--- begin MATERIAL SHOWN ---

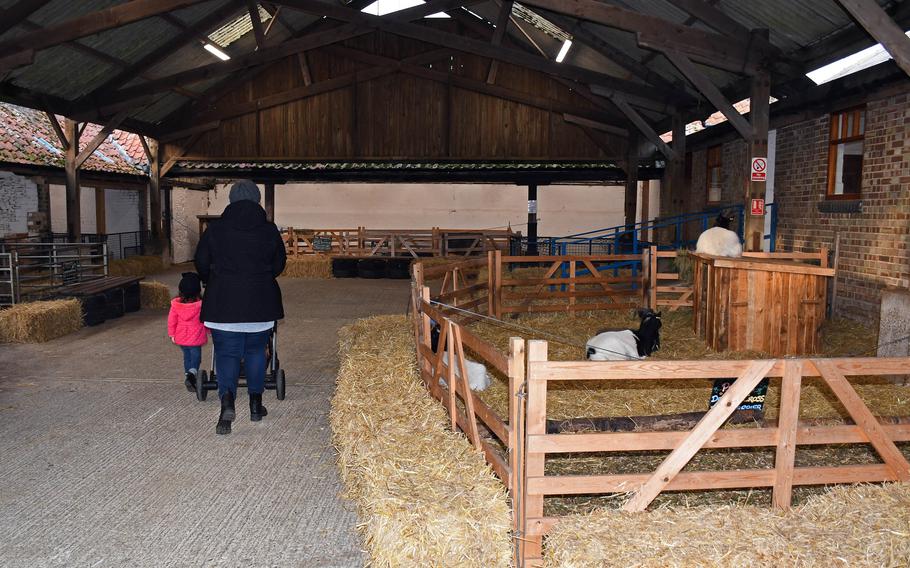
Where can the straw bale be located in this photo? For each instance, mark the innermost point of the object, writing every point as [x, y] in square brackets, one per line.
[154, 295]
[136, 266]
[37, 322]
[846, 526]
[425, 496]
[311, 267]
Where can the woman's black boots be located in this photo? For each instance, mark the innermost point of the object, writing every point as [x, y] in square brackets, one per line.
[227, 414]
[257, 411]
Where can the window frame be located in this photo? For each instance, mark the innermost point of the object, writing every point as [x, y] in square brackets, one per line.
[857, 134]
[711, 165]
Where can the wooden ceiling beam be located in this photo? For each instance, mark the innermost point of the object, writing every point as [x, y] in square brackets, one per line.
[881, 27]
[93, 23]
[18, 12]
[711, 92]
[651, 30]
[211, 21]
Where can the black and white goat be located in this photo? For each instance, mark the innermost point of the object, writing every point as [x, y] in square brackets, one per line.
[478, 377]
[627, 344]
[719, 240]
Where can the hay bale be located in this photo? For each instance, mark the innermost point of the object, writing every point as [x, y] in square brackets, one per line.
[154, 295]
[846, 526]
[37, 322]
[315, 267]
[425, 496]
[136, 266]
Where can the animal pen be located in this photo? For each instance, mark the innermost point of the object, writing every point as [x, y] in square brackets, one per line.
[519, 442]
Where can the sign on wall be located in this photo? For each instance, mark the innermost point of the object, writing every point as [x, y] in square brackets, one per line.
[759, 169]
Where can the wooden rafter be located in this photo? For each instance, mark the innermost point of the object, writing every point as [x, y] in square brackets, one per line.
[99, 138]
[880, 26]
[92, 23]
[502, 25]
[711, 92]
[18, 12]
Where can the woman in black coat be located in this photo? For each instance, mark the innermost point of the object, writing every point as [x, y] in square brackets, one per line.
[238, 258]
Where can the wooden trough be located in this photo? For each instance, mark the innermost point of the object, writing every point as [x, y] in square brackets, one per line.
[765, 302]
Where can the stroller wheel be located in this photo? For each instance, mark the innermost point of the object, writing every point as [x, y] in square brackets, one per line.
[201, 391]
[279, 384]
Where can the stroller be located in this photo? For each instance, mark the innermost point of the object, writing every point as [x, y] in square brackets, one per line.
[274, 374]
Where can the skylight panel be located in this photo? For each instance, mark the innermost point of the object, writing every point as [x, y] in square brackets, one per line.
[854, 63]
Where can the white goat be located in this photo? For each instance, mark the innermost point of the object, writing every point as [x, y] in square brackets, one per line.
[478, 377]
[627, 344]
[720, 240]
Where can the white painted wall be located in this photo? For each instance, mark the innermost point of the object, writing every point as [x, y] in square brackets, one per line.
[18, 198]
[562, 209]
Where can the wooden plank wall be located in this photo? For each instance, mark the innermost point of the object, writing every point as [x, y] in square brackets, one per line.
[401, 116]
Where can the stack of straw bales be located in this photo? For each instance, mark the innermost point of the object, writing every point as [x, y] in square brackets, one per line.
[425, 497]
[37, 322]
[154, 295]
[846, 526]
[136, 266]
[311, 267]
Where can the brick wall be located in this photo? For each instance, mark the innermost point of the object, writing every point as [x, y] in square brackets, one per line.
[18, 198]
[874, 242]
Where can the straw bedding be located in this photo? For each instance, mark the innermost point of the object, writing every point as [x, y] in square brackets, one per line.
[425, 497]
[136, 266]
[37, 322]
[314, 267]
[154, 295]
[846, 526]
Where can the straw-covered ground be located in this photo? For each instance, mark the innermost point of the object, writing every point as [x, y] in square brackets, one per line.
[425, 496]
[37, 322]
[864, 526]
[308, 267]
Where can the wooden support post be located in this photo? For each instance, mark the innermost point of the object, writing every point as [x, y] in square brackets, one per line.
[532, 220]
[758, 148]
[631, 196]
[534, 462]
[786, 437]
[100, 211]
[155, 223]
[73, 191]
[270, 202]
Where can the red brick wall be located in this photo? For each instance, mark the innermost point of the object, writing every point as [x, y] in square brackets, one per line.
[874, 242]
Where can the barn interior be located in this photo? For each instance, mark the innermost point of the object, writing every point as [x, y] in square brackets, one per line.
[544, 168]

--- end MATERIAL SHOWN ---

#### [GIVEN INSTRUCTION]
Reproduce the records above word for word, starting at the line that contains "Where can the straw-covered" and ending with the last line of the records.

#### [CORRECT RESPONSE]
Where can the straw-covered ground be located in this photo? For each instance, mark the innermost point of the object, writing every point as [x, y] in square brackets, one per line.
[425, 496]
[37, 322]
[864, 526]
[308, 267]
Where can the wooden support post be located in this photo? For each instance, mark the innermost point of the object, writing every point as [x, y] in square brackets, one per line.
[532, 220]
[758, 148]
[631, 196]
[534, 462]
[786, 437]
[100, 211]
[155, 223]
[73, 191]
[270, 202]
Where can the red brick wall be located in this photo? For each instance, mark the innermost point of the object, writing every point as [x, y] in square brackets, one per line.
[874, 242]
Where can the barn interior be located in this photo? For each instance, mark the innermost point of the object, writing every point as [x, y] in square brackets, one per line.
[544, 168]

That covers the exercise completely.